▸ **Written exercise**
Put the lines below into a numbered list, skipping any blank lines and leaving out the picture.
** START OF Dataset content **
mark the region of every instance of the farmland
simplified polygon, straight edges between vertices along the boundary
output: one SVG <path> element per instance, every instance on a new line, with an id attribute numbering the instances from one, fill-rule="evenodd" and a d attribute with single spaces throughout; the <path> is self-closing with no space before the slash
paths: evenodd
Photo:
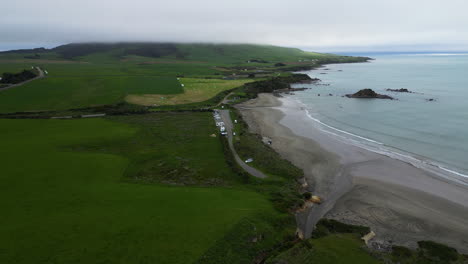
** END OF Dataset content **
▸ **Solution**
1. mark the region of every instance of the farmland
2. simplified polygon, straight edges between vertices along the boundary
3. output: one SVG <path> element per instance, every instance on a new line, with an id attribute numbering the instances from one, fill-rule="evenodd" and a d attribute with single spaces throughout; the <path> is self-closing with no space before the slash
4. paths: evenodd
5. Photo:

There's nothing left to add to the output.